(Material shown)
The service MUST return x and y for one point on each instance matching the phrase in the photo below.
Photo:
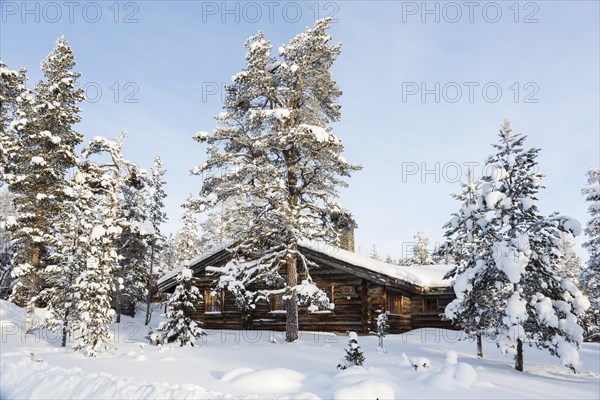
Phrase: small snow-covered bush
(420, 363)
(354, 356)
(381, 328)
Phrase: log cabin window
(213, 301)
(394, 303)
(277, 303)
(430, 304)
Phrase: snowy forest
(82, 226)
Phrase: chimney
(347, 239)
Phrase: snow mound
(365, 389)
(39, 380)
(459, 375)
(276, 380)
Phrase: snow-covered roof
(421, 275)
(202, 256)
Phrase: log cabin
(359, 287)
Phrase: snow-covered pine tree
(420, 253)
(186, 242)
(41, 152)
(590, 276)
(157, 239)
(119, 175)
(354, 355)
(275, 145)
(75, 228)
(532, 301)
(469, 243)
(13, 93)
(95, 283)
(133, 244)
(571, 264)
(181, 328)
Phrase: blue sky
(425, 87)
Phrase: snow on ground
(246, 364)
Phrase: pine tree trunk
(519, 356)
(147, 321)
(291, 320)
(65, 329)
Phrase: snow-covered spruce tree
(42, 151)
(374, 254)
(571, 265)
(95, 284)
(119, 175)
(469, 242)
(133, 245)
(532, 301)
(157, 240)
(181, 328)
(186, 242)
(13, 93)
(590, 276)
(274, 147)
(420, 253)
(7, 216)
(354, 355)
(75, 228)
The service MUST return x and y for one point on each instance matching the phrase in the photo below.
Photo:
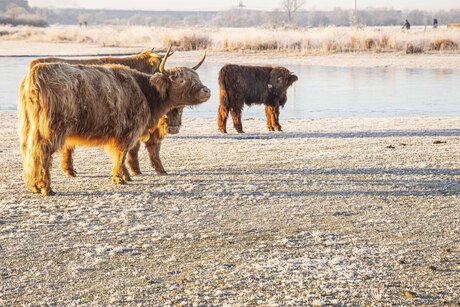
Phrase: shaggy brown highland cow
(249, 85)
(147, 62)
(111, 106)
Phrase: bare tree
(291, 7)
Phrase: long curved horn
(200, 62)
(163, 61)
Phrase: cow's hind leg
(133, 159)
(118, 155)
(236, 116)
(67, 160)
(270, 118)
(222, 116)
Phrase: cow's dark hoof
(118, 181)
(136, 173)
(48, 192)
(70, 173)
(127, 178)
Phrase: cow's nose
(206, 91)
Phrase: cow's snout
(205, 92)
(173, 129)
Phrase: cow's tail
(24, 123)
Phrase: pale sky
(256, 4)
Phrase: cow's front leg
(222, 116)
(39, 162)
(269, 114)
(276, 117)
(153, 149)
(133, 159)
(118, 156)
(124, 169)
(236, 116)
(67, 161)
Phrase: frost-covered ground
(331, 211)
(440, 60)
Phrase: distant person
(406, 25)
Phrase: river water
(320, 91)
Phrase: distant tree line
(290, 14)
(18, 12)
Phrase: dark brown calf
(249, 85)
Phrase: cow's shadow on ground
(333, 182)
(325, 135)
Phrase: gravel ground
(331, 211)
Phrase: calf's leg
(236, 116)
(270, 118)
(222, 116)
(276, 117)
(133, 159)
(154, 153)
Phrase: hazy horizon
(183, 5)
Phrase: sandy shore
(396, 59)
(324, 213)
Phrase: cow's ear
(161, 82)
(292, 79)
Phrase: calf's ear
(161, 82)
(292, 79)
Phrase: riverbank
(331, 211)
(439, 60)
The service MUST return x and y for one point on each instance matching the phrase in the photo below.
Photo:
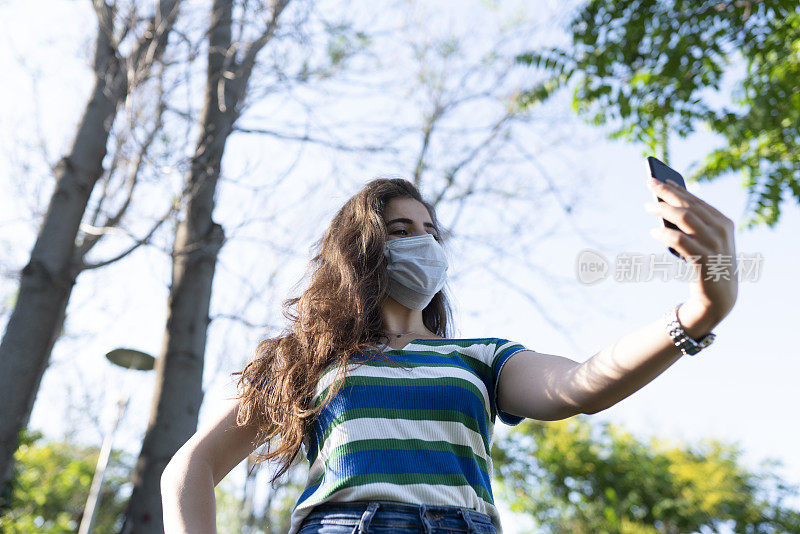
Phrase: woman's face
(406, 217)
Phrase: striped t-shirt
(416, 430)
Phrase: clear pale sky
(742, 389)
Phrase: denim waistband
(385, 514)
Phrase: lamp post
(128, 359)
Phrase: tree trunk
(176, 402)
(47, 280)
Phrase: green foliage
(275, 518)
(648, 68)
(572, 477)
(51, 484)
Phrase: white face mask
(417, 270)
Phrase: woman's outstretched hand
(707, 245)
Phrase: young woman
(396, 418)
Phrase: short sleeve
(503, 350)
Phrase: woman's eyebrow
(409, 221)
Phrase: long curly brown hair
(337, 316)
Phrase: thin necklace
(402, 334)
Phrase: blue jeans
(382, 517)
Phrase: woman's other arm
(188, 481)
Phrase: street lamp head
(131, 359)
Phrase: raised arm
(188, 481)
(550, 387)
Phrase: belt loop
(366, 519)
(427, 528)
(468, 520)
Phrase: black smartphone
(End Material shown)
Exactly as they stand, set down all of the entries above, minus every picture.

The service MUST return x and y for one point on each instance matching the phrase in the photo below.
Photo:
Phrase: small snow-covered bush
(420, 363)
(354, 356)
(381, 328)
Phrase: log cabin window
(213, 301)
(394, 303)
(277, 303)
(430, 304)
Phrase: snowy forest
(82, 226)
Phrase: chimney
(347, 239)
Phrase: snow mound
(365, 389)
(39, 380)
(459, 375)
(276, 380)
Phrase: snow-covered roof
(421, 275)
(202, 256)
Phrase: log cabin
(359, 287)
Phrase: snow-covered pine tree
(420, 253)
(186, 242)
(41, 152)
(590, 276)
(157, 239)
(119, 175)
(354, 355)
(275, 145)
(75, 228)
(532, 301)
(469, 243)
(13, 93)
(95, 283)
(133, 244)
(571, 264)
(181, 328)
Phrase: blue sky
(425, 87)
Phrase: snow on ground
(246, 364)
Phrase: pine tree trunk
(519, 356)
(147, 321)
(291, 320)
(65, 329)
Phrase: snow-covered spruce tree
(42, 151)
(374, 254)
(571, 265)
(95, 284)
(119, 175)
(469, 242)
(133, 245)
(532, 301)
(157, 240)
(181, 328)
(186, 242)
(13, 93)
(590, 276)
(274, 147)
(420, 253)
(7, 216)
(354, 355)
(75, 228)
The service MUST return x and y for one point on each instance matching the phrase in the photo below.
Photo:
Phrase: shaggy brown highland cow
(249, 85)
(147, 62)
(111, 106)
Phrase: bare tree
(291, 7)
Phrase: long curved horn
(200, 62)
(163, 61)
Phrase: cow's hind leg
(133, 159)
(118, 155)
(236, 116)
(67, 160)
(270, 118)
(222, 116)
Phrase: cow's dark hoof
(118, 181)
(136, 173)
(48, 192)
(70, 173)
(127, 178)
Phrase: cow's nose
(206, 91)
Phrase: cow's snout
(205, 92)
(173, 129)
Phrase: cow's tail
(24, 123)
Phrase: pale sky
(256, 4)
Phrase: cow's front leg
(222, 116)
(39, 162)
(269, 114)
(276, 117)
(153, 149)
(133, 159)
(118, 156)
(124, 169)
(236, 116)
(67, 161)
Phrase: frost-covered ground
(331, 211)
(440, 60)
Phrase: distant person
(406, 25)
Phrase: river water
(320, 91)
Phrase: distant tree line
(290, 14)
(18, 12)
Phrase: dark brown calf
(249, 85)
Phrase: cow's shadow on ground
(333, 182)
(325, 135)
Phrase: gravel ground
(331, 211)
Phrase: calf's leg
(236, 116)
(270, 118)
(222, 116)
(276, 117)
(133, 159)
(154, 153)
Phrase: hazy horizon
(183, 5)
Phrase: sandy shore
(396, 59)
(324, 213)
Phrase: cow's ear
(161, 82)
(292, 79)
Phrase: calf's ear
(161, 82)
(292, 79)
Phrase: riverbank
(331, 211)
(439, 60)
The service MUST return x and y for one point on each instance matching the phrase in the photo below.
Photo:
Phrase: woman's face
(406, 217)
Phrase: striped t-shirt
(416, 430)
Phrase: clear pale sky
(742, 389)
Phrase: denim waistband
(385, 514)
Phrase: lamp post
(128, 359)
Phrase: tree trunk
(176, 402)
(47, 280)
Phrase: green foliage
(275, 518)
(648, 68)
(572, 477)
(51, 484)
Phrase: white face mask
(417, 270)
Phrase: woman's outstretched hand
(707, 245)
Phrase: young woman
(396, 418)
Phrase: short sleeve
(503, 350)
Phrase: woman's eyebrow
(409, 221)
Phrase: long curly brown hair
(337, 316)
Phrase: thin necklace
(402, 334)
Phrase: blue jeans
(382, 517)
Phrase: woman's other arm
(188, 481)
Phrase: street lamp head
(131, 359)
Phrase: raised arm
(188, 481)
(550, 387)
Phrase: belt loop
(366, 519)
(427, 528)
(468, 520)
Phrase: black smartphone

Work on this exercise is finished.